**Problem details**
Rewrite every line of the data below as a numbered list, leaving out any blank lines.

** START **

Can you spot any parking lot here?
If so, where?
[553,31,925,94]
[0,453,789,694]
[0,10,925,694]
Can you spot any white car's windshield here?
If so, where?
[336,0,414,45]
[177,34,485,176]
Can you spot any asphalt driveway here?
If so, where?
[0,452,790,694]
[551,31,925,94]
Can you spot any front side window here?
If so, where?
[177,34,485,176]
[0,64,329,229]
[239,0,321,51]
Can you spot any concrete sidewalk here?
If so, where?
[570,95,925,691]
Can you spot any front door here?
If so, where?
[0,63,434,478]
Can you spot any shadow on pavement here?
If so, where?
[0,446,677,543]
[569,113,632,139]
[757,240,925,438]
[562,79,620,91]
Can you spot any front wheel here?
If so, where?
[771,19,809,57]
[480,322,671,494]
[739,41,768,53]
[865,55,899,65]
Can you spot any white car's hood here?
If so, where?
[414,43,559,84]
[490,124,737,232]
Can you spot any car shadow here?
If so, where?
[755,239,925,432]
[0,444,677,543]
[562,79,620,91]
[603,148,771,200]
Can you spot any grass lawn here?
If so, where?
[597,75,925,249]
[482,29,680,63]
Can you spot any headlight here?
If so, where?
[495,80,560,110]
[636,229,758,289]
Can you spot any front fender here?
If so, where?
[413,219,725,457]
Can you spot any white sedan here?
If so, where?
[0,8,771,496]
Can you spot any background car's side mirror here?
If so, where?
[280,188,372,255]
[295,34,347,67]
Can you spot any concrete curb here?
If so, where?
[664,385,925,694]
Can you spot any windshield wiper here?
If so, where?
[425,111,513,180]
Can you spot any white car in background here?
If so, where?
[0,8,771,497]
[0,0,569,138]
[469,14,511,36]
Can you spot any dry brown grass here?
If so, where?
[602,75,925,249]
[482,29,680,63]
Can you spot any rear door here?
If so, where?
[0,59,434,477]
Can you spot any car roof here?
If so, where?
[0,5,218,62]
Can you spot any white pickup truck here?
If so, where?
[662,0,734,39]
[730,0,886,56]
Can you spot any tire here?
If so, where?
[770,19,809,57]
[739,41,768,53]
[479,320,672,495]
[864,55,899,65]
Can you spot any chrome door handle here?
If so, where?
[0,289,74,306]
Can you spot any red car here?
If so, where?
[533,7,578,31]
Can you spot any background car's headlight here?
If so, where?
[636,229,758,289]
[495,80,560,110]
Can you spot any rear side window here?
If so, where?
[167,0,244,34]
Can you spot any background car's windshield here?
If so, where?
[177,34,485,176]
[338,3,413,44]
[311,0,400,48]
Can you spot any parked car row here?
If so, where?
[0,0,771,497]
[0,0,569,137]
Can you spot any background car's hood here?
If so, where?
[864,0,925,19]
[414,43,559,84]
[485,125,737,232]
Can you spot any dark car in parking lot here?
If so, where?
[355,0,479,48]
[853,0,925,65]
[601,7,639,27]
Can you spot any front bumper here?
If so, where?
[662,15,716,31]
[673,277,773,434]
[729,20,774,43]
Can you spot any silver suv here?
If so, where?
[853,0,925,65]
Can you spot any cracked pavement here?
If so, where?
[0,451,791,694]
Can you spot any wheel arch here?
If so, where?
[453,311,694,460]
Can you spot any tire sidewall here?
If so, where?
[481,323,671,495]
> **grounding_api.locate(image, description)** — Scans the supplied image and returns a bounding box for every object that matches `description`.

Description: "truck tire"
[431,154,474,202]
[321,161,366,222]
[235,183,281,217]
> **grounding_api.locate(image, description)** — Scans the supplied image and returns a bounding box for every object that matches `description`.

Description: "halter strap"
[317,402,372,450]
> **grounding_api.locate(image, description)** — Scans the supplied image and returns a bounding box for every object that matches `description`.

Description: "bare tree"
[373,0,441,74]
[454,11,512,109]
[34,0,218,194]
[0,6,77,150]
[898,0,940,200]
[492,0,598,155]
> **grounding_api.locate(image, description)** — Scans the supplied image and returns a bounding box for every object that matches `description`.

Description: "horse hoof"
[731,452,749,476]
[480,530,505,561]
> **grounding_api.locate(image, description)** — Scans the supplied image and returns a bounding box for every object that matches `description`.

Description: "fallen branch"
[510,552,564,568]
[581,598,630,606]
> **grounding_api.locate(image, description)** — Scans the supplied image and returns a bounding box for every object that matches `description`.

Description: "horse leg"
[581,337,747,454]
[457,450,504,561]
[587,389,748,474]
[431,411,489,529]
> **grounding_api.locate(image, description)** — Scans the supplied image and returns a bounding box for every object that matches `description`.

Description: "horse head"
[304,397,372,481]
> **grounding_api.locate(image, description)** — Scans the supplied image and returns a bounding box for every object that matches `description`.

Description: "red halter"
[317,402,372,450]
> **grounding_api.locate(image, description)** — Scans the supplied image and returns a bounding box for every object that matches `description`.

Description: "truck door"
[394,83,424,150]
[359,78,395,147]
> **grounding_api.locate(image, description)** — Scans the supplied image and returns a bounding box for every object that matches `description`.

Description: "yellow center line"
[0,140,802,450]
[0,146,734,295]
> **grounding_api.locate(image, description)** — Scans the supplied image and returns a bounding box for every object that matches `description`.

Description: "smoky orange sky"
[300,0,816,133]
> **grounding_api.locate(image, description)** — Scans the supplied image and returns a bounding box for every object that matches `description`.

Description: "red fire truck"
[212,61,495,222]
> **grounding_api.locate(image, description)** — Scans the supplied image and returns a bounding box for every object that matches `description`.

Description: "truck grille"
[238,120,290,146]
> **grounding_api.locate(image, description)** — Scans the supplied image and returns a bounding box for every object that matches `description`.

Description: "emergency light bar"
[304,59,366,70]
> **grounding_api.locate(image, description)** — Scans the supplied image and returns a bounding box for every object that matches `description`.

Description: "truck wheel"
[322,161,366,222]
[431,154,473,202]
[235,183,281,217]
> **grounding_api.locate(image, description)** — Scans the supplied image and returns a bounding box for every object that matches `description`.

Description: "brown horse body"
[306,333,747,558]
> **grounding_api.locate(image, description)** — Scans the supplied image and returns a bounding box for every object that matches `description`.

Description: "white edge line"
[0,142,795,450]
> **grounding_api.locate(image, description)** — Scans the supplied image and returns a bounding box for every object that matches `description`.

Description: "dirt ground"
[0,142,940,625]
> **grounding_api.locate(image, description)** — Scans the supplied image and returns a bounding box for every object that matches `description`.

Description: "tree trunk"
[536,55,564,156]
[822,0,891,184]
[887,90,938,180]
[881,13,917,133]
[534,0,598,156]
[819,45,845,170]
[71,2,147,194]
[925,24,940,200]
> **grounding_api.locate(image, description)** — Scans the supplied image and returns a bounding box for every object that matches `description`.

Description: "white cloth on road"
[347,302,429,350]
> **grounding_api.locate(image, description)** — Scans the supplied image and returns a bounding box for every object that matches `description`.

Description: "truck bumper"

** END **

**Complete response**
1. Can you spot any parking lot here?
2. If so, where?
3. [553,31,925,94]
4. [0,453,789,694]
5. [0,10,925,694]
6. Can you spot any white car's windshield here?
7. If so, where?
8. [336,0,414,45]
9. [177,34,485,176]
10. Can you spot any asphalt driveway here?
11. If so, where?
12. [0,452,790,694]
13. [551,31,925,94]
14. Can you spot any front side window here?
15. If so, where?
16. [177,34,485,176]
17. [0,64,329,229]
18. [239,0,321,51]
19. Can you spot any concrete sidewalk here?
20. If so, where?
21. [570,95,925,691]
22. Can you spot any front door here?
23. If so, where?
24. [0,63,434,478]
25. Can you spot any shadow on pavement here?
26. If so, where?
27. [0,446,677,543]
28. [569,113,632,139]
29. [757,240,925,438]
30. [562,79,620,91]
31. Can you spot any front wheel here?
32. If so, where?
33. [771,19,809,57]
34. [480,322,671,494]
35. [739,41,768,53]
36. [865,55,899,65]
37. Can you spot any white car's hood here?
38. If so, where?
39. [414,43,559,84]
40. [490,124,737,232]
41. Can you spot any car shadow here?
42. If so, where?
43. [755,239,925,432]
44. [0,444,677,543]
45. [562,79,620,91]
46. [603,148,771,200]
47. Can you spot any grass lawn here?
48. If so, where?
49. [597,75,925,249]
50. [482,29,680,63]
51. Can you spot any headlight here?
52. If so, where?
53. [495,80,560,110]
54. [636,229,758,289]
55. Can you spot any front fender here?
56. If so, where?
57. [413,219,725,457]
58. Can you spot any white sedan here?
59. If so, where?
60. [0,8,771,496]
61. Can you spot any background car's side mirror here?
62. If so, where?
63. [280,188,372,255]
64. [295,34,347,67]
65. Can you spot any concrete curb here?
66. If so, where?
67. [664,385,925,694]
68. Can you spot any windshield wiper here?
69. If so, where?
70. [425,111,513,180]
71. Can you spot any white car in background here?
72. If so, where?
73. [0,8,771,497]
74. [0,0,569,138]
75. [469,14,511,36]
76. Can you spot any dry brown grass here?
77. If so, where?
78. [602,75,925,249]
79. [482,29,680,63]
80. Can you spot any rear door here?
81. If so, where?
82. [0,59,434,477]
83. Can you spot any car roof here?
84. If so, where?
85. [0,5,218,62]
86. Can you spot any white pickup truck here?
87. If so, where?
88. [662,0,734,39]
89. [730,0,886,56]
90. Can you spot any tire here?
91. If so, where?
92. [770,19,809,57]
93. [739,41,768,53]
94. [479,320,672,495]
95. [864,55,899,65]
96. Can you spot any chrome door handle here?
97. If so, where?
98. [0,289,74,306]
99. Can you spot any red car here?
100. If so, where?
101. [533,7,578,31]
102. Can you spot any background car's headlight here?
103. If so, where?
104. [636,229,758,289]
105. [495,80,560,110]
106. Can you spot any rear side window here?
107. If so, where?
108. [167,0,244,34]
109. Can you spot any background car's windshield here?
110. If so, where?
111. [177,34,485,176]
112. [338,3,413,44]
113. [311,0,400,48]
114. Can you spot any parked car row here?
115. If so, where?
116. [0,0,771,497]
117. [0,0,569,137]
118. Can you spot any background car's hood here?
119. If so, where?
120. [864,0,925,19]
121. [414,43,559,84]
122. [485,125,737,232]
123. Can you spot any dark car in parking lot here?
124. If so, where?
125. [355,0,479,48]
126. [853,0,925,65]
127. [601,7,639,27]
128. Can you spot any front bumper here?
129. If so, where?
130. [662,15,716,31]
131. [673,277,773,434]
132. [729,20,774,43]
133. Can you spot any silver suv here?
134. If so, where?
135. [853,0,925,65]
136. Can you spot any cracked pavement here?
137. If so, where?
138. [0,451,791,694]
139. Can you spot any wheel arch here?
140. If so, where?
141. [453,311,694,460]
142. Can you spot any tire sidewall here?
143. If so, where?
144. [481,323,671,495]
145. > **grounding_api.locate(image, description)** — Scans the supplied image and returns a bounding box for every object that matches `description`.
146. Description: "truck tire"
147. [431,154,474,202]
148. [321,161,366,222]
149. [235,183,281,217]
150. > **grounding_api.locate(image, description)** — Scans the supplied image and returns a bounding box for every object that matches `description`.
151. Description: "halter strap"
152. [317,402,372,450]
153. > **grounding_api.locate(image, description)** — Scans the supplied image and returns a bounding box for every object that matches `description`.
154. Description: "bare tree"
155. [373,0,441,74]
156. [454,11,512,109]
157. [34,0,218,194]
158. [0,6,77,150]
159. [898,0,940,200]
160. [492,0,598,155]
161. > **grounding_api.locate(image, description)** — Scans the supplied image and returns a bounding box for every object that matches `description`.
162. Description: "horse hoof"
163. [731,452,749,476]
164. [480,530,505,561]
165. > **grounding_api.locate(image, description)** — Scans the supplied image and returns a bounding box for every object that matches `description`.
166. Description: "fallen branch"
167. [510,552,564,568]
168. [581,598,630,606]
169. > **grounding_api.locate(image, description)** — Scans the supplied image and returns a bounding box for every object that matches `description`.
170. Description: "horse leg"
171. [581,337,747,454]
172. [457,450,504,561]
173. [587,389,748,474]
174. [431,411,489,529]
175. > **grounding_api.locate(image, description)** — Scans the supplied image and returns a bounding box for every object that matches `description`.
176. Description: "horse head"
177. [304,397,372,481]
178. > **grounding_api.locate(image, description)** — Scans the supplied image and returns a bounding box for every object that matches `description`.
179. Description: "red halter"
180. [317,402,372,450]
181. > **grounding_api.locate(image, description)** — Scans the supplied image and returns a bounding box for every object that matches `description`.
182. Description: "truck door"
183. [394,83,424,150]
184. [359,78,395,147]
185. > **grounding_api.locate(image, description)** — Scans the supplied image and returns a bounding box for every object that matches `description`.
186. Description: "yellow center line"
187. [0,140,802,450]
188. [0,146,734,295]
189. > **grounding_api.locate(image, description)** — Scans the supplied image and returns a bounding box for every object that matches `description`.
190. Description: "smoky orange sky"
191. [300,0,816,133]
192. > **grounding_api.locate(image, description)** — Scans the supplied image and returns a bounding box for every object that matches `description`.
193. Description: "red fire truck"
194. [212,61,495,222]
195. > **grounding_api.locate(image, description)** — Scans the supplied image and returns a bounding box for every object that matches `description`.
196. Description: "truck grille"
197. [238,120,290,146]
198. > **grounding_api.locate(image, description)** — Scans the supplied image and returns a bounding box for every object that matches `description`.
199. Description: "emergency light bar"
200. [304,59,366,70]
201. > **grounding_api.locate(image, description)** — Scans the supplied image and returns a bounding box for every object that matches `description`.
202. Description: "truck wheel"
203. [322,161,366,222]
204. [431,154,473,202]
205. [235,183,281,217]
206. > **grounding_api.locate(image, description)** — Scans the supplied image and returns a bounding box for every object that matches `description`.
207. Description: "brown horse body"
208. [306,333,747,558]
209. > **grounding_api.locate(image, description)** — Scans the supplied image and returns a bounding box for every object that matches `description`.
210. Description: "white edge line"
211. [0,142,795,450]
212. > **grounding_api.locate(image, description)** — Scans the supplied image and returns a bounding box for every object that matches `description`.
213. Description: "dirt ground"
214. [0,142,940,625]
215. > **grounding_api.locate(image, description)** — Scans the supplied image and returns a bounding box for every object that matches `description`.
216. Description: "tree trunk"
217. [536,55,564,156]
218. [822,0,891,184]
219. [887,90,938,180]
220. [881,13,917,133]
221. [534,0,598,156]
222. [819,45,845,170]
223. [71,2,147,194]
224. [925,24,940,200]
225. > **grounding_api.locate(image, description)** — Scans the supplied image and returns a bounding box for every object that matches `description`.
226. Description: "white cloth on road"
227. [347,302,429,350]
228. > **grounding_api.locate(image, description)** — Scans the supplied image and returns a bounding box for every object that matches `description`.
229. Description: "truck bumper"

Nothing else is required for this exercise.